*** Supplied data ***
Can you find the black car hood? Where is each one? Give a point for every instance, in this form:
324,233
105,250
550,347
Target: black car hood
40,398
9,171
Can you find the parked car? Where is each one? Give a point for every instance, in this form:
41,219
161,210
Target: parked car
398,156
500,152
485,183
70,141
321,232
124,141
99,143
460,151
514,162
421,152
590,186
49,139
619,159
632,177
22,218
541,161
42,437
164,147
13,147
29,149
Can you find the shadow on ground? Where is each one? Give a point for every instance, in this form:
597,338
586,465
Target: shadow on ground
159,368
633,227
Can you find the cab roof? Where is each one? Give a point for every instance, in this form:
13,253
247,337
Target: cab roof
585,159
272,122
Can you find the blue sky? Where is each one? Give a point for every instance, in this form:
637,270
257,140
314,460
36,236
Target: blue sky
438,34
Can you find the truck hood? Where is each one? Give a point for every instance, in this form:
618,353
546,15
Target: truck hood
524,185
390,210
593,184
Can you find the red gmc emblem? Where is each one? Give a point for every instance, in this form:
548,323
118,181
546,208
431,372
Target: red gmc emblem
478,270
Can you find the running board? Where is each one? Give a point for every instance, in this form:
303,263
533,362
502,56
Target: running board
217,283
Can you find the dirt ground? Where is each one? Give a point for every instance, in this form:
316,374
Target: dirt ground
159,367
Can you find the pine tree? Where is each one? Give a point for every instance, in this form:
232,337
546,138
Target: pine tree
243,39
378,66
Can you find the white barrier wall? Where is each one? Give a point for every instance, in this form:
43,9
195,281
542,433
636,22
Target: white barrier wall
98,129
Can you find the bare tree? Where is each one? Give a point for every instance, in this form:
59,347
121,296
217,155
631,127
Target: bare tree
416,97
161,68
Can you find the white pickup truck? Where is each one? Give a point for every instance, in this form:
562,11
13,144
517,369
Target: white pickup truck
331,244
***
*** Supplied data ***
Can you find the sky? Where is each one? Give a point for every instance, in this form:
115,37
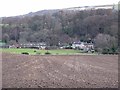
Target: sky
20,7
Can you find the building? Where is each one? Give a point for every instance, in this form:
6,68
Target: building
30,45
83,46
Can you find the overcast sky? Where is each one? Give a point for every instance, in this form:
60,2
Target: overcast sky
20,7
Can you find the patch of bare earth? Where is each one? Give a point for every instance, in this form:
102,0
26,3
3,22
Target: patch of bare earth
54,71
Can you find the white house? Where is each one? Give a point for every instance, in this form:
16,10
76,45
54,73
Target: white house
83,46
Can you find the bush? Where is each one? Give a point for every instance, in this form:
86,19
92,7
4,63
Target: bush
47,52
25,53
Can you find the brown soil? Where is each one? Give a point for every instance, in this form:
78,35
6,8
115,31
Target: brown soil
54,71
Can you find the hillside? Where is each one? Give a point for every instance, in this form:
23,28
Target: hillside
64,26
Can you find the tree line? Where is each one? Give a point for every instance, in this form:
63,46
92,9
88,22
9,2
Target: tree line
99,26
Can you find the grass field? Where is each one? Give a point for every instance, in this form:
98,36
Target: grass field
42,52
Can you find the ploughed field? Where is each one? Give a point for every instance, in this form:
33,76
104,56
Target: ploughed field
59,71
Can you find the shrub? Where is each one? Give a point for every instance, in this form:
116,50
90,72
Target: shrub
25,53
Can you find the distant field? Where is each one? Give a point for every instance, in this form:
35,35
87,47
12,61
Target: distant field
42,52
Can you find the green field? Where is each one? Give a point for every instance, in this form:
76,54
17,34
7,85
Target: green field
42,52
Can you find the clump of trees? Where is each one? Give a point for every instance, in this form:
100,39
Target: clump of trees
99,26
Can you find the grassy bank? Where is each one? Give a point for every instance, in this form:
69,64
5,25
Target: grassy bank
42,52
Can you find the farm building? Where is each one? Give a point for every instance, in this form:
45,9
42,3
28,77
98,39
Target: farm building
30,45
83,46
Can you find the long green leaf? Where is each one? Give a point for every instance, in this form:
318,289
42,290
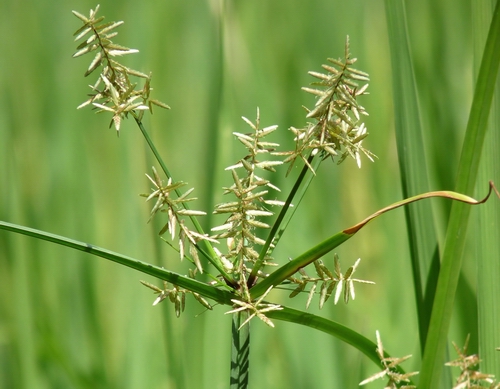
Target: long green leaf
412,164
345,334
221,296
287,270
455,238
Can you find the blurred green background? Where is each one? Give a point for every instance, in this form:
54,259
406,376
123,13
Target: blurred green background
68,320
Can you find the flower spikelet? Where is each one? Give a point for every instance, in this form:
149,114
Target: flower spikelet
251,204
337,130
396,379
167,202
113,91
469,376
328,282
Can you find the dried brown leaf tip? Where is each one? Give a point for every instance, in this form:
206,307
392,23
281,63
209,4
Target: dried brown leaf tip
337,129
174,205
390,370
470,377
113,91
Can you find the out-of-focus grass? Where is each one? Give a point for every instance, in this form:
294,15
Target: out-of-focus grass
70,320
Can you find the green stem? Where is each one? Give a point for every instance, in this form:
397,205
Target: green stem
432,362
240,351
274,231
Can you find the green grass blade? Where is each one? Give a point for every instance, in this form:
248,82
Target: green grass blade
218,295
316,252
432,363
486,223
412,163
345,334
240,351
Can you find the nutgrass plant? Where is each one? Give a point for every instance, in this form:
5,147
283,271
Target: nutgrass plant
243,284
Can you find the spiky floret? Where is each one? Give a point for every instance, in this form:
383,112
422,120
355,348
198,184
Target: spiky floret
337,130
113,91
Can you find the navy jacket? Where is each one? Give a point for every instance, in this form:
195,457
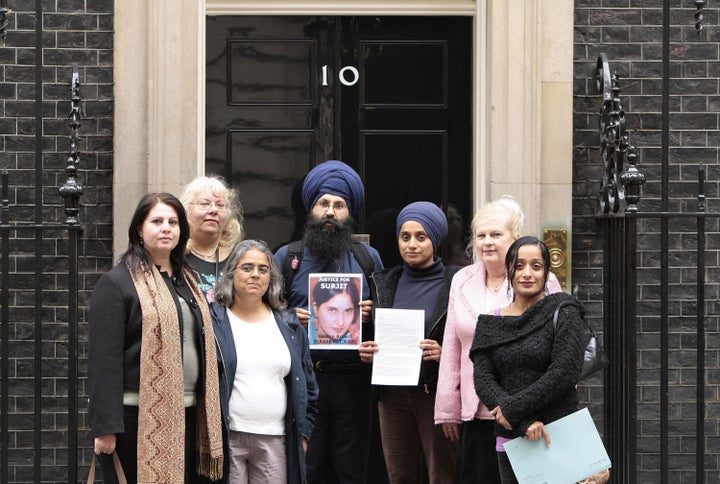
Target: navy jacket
***
The reply must be a number and nothing more: the count of lines above that contain the word "navy".

Problem solution :: 2